| Task details |
Please put every line of the items below into a numbered list, skipping blank lines. Leave the pictures out.
***** Record list *****
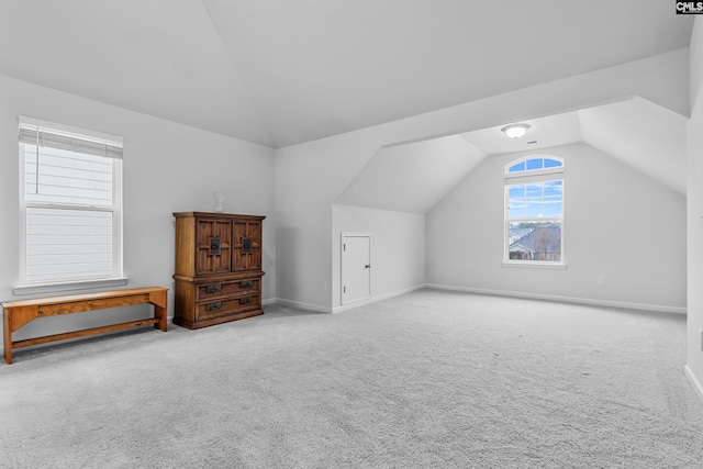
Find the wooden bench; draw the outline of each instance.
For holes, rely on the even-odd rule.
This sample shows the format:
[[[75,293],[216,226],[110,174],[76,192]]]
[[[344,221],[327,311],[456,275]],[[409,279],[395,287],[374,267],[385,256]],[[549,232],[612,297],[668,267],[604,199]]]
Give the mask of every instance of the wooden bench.
[[[154,324],[154,328],[166,332],[166,293],[167,288],[148,287],[129,290],[114,290],[99,293],[70,294],[66,297],[37,298],[33,300],[8,301],[2,304],[4,360],[12,364],[12,349],[31,345],[46,344],[74,337],[120,331]],[[154,305],[154,317],[129,323],[92,327],[64,334],[34,337],[12,342],[12,333],[37,317],[56,316],[59,314],[82,313],[86,311],[104,310],[107,308],[130,306],[132,304],[150,303]]]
*****
| Finished answer |
1. Find the wooden bench; draw the outline of each instance.
2. For holes, rely on the even-odd rule.
3. This sample shows the format:
4. [[[75,293],[216,226],[110,174],[76,192]]]
5. [[[344,221],[327,311],[456,275]],[[409,279],[395,287],[374,267],[385,256]],[[549,232],[612,297],[668,267],[604,199]]]
6. Give the mask of every instance of the wooden bench.
7. [[[154,324],[154,328],[166,332],[166,293],[167,288],[148,287],[129,290],[114,290],[99,293],[70,294],[66,297],[37,298],[33,300],[8,301],[2,304],[4,360],[12,364],[12,349],[31,345],[46,344],[74,337],[120,331]],[[154,305],[154,317],[129,323],[92,327],[64,334],[34,337],[12,342],[12,333],[37,317],[56,316],[59,314],[82,313],[86,311],[104,310],[107,308],[130,306],[132,304],[150,303]]]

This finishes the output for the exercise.